(Records from a point labeling set)
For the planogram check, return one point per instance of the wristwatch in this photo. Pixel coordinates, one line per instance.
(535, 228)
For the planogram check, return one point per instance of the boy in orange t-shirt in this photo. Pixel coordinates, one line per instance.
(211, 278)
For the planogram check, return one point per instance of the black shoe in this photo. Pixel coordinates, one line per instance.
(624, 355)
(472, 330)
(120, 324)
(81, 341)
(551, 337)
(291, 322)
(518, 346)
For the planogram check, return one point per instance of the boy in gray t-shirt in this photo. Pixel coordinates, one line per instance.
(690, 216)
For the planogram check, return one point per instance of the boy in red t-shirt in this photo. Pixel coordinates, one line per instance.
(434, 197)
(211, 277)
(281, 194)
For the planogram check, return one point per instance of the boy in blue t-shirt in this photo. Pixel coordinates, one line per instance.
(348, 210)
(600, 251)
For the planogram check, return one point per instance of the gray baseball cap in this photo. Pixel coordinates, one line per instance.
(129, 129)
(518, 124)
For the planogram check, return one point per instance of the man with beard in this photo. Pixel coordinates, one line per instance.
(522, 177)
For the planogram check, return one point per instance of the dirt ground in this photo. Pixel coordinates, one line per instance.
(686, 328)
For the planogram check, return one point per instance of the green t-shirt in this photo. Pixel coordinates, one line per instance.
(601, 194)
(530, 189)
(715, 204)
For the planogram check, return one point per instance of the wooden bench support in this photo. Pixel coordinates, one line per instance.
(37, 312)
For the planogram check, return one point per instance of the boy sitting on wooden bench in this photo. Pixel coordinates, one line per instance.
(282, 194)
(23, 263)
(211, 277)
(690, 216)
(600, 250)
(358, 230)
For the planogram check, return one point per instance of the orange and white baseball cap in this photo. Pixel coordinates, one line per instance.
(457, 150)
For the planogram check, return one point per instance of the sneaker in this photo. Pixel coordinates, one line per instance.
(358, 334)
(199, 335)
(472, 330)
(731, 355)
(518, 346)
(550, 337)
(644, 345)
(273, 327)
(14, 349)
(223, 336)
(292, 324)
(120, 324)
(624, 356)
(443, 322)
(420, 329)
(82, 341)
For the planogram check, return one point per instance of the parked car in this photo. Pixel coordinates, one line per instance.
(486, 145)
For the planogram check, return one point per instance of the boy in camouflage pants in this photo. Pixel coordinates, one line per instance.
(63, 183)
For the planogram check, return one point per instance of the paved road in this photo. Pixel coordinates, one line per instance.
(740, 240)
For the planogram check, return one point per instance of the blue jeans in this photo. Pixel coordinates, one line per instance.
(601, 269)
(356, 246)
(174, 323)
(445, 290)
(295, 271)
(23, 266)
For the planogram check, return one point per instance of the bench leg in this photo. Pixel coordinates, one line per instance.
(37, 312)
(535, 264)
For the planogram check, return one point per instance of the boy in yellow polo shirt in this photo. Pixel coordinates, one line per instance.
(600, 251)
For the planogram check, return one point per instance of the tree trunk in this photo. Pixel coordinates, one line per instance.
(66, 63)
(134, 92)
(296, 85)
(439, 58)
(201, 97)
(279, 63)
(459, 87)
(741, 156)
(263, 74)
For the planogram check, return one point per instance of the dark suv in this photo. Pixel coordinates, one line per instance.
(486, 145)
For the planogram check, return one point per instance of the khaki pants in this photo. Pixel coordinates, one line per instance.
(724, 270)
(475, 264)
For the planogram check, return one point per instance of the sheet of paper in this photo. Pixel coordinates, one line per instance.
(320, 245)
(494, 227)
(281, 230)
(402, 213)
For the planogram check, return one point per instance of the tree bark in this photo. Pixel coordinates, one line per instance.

• WRITTEN EXERCISE:
Reproduce precisely the span of lines that begins at the line containing "of the bench" and ends with the last line of the listing.

• SOLVED EXERCISE:
For the planogram check, return one point per instance of the bench leg in this photo. Pixel coordinates, one line per instance.
(37, 312)
(535, 264)
For the planogram check, return one point per instance of the boy in yellow polo shirt in this photo. Pixel coordinates, one line per instance.
(600, 251)
For the planogram check, return one point per instance of the tree trunk in this photo. Pixel coordinates, one line per instance.
(66, 63)
(134, 92)
(296, 85)
(439, 58)
(201, 97)
(279, 63)
(459, 87)
(741, 156)
(263, 74)
For the planogram check, return one point per instance of the dark suv in this photo. Pixel coordinates, one line per instance.
(486, 145)
For the planogram check, return one point per instance of the khaki pants in this photo. Pixel coordinates, one line per instance.
(724, 270)
(475, 264)
For the planogram check, return one point per instance of the sheet of paper in this photo. Pixel coordinates, one line per instance.
(320, 245)
(494, 227)
(281, 230)
(402, 213)
For the planogram check, return one point per instance of the tree bark in this photo. Pixel coordinates, one line per instance.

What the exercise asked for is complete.